_EXERCISE TASK_.
Which lines in the entries below contain the string "chair"? Gather each of them, treating uppercase and lowercase as different.

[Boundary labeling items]
================

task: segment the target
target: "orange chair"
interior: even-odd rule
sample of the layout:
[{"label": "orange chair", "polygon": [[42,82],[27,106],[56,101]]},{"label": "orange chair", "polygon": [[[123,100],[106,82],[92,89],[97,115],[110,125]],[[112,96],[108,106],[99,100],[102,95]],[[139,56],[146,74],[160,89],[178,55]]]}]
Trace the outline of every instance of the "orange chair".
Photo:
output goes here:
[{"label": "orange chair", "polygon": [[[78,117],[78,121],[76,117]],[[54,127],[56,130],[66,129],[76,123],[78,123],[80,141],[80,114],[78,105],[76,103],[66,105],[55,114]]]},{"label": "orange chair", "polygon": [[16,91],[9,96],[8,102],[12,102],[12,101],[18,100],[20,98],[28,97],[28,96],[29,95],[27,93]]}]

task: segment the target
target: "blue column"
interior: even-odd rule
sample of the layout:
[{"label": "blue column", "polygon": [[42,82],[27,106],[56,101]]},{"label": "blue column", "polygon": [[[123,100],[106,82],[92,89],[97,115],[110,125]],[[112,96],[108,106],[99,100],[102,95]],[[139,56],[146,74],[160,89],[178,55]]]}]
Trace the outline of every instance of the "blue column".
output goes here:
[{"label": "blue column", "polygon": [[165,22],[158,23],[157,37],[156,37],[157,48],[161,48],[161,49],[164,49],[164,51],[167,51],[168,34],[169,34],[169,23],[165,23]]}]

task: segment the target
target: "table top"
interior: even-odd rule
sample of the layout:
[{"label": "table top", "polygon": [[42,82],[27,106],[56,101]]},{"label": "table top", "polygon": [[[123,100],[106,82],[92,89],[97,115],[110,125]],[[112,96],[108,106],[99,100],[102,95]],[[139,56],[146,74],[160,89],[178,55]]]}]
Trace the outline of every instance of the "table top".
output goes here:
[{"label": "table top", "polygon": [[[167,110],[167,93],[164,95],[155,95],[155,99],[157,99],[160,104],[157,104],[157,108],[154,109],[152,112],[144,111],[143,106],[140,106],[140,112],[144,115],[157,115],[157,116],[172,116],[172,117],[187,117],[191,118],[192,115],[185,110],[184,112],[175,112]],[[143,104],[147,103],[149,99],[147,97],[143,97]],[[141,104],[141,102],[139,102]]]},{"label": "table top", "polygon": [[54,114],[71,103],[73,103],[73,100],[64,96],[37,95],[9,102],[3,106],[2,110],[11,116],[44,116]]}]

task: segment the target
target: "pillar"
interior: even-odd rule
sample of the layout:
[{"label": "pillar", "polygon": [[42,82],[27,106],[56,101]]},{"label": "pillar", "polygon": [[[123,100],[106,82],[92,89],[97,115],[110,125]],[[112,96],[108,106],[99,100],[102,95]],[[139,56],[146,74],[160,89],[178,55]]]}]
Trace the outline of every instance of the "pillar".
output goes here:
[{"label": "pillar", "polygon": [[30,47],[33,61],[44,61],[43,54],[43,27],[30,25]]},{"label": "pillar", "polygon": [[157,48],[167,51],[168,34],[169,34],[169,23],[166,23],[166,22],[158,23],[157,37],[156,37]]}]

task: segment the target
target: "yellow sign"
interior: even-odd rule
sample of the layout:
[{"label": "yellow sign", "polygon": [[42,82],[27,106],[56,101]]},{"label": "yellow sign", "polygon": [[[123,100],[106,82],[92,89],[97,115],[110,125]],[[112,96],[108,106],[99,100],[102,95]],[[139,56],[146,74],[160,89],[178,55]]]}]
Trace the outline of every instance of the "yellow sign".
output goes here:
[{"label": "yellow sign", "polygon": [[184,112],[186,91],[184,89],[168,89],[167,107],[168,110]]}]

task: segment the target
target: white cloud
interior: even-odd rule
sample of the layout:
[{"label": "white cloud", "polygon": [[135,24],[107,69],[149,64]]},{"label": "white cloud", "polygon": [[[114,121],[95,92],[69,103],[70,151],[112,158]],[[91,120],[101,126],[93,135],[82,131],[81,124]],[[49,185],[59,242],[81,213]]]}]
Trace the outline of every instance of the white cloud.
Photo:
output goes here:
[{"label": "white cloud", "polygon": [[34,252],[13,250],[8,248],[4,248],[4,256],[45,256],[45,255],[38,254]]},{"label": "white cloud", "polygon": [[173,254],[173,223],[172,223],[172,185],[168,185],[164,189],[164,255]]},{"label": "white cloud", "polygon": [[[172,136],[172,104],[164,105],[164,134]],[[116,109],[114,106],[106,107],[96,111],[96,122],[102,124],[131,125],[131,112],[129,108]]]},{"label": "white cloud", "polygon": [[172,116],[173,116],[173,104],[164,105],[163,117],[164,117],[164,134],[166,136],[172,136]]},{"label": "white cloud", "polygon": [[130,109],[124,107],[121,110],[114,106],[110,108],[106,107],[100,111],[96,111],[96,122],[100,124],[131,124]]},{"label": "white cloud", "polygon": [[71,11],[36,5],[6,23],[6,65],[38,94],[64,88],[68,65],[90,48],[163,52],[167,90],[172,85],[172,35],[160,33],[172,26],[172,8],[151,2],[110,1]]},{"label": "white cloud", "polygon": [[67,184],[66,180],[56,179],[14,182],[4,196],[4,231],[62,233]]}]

================

_FINAL RESULT_.
target: "orange chair"
[{"label": "orange chair", "polygon": [[42,82],[27,106],[56,101]]},{"label": "orange chair", "polygon": [[[123,100],[106,82],[92,89],[97,115],[110,125]],[[112,96],[108,106],[99,100],[102,95]],[[139,56],[146,74],[160,89],[178,55]]]}]
Trace the outline of every instance of the "orange chair".
[{"label": "orange chair", "polygon": [[[78,117],[78,121],[76,117]],[[54,127],[56,130],[66,129],[76,123],[78,123],[80,141],[80,114],[78,105],[76,103],[66,105],[55,114]]]},{"label": "orange chair", "polygon": [[16,91],[9,96],[8,102],[12,102],[12,101],[18,100],[20,98],[28,97],[28,96],[29,95],[27,93]]}]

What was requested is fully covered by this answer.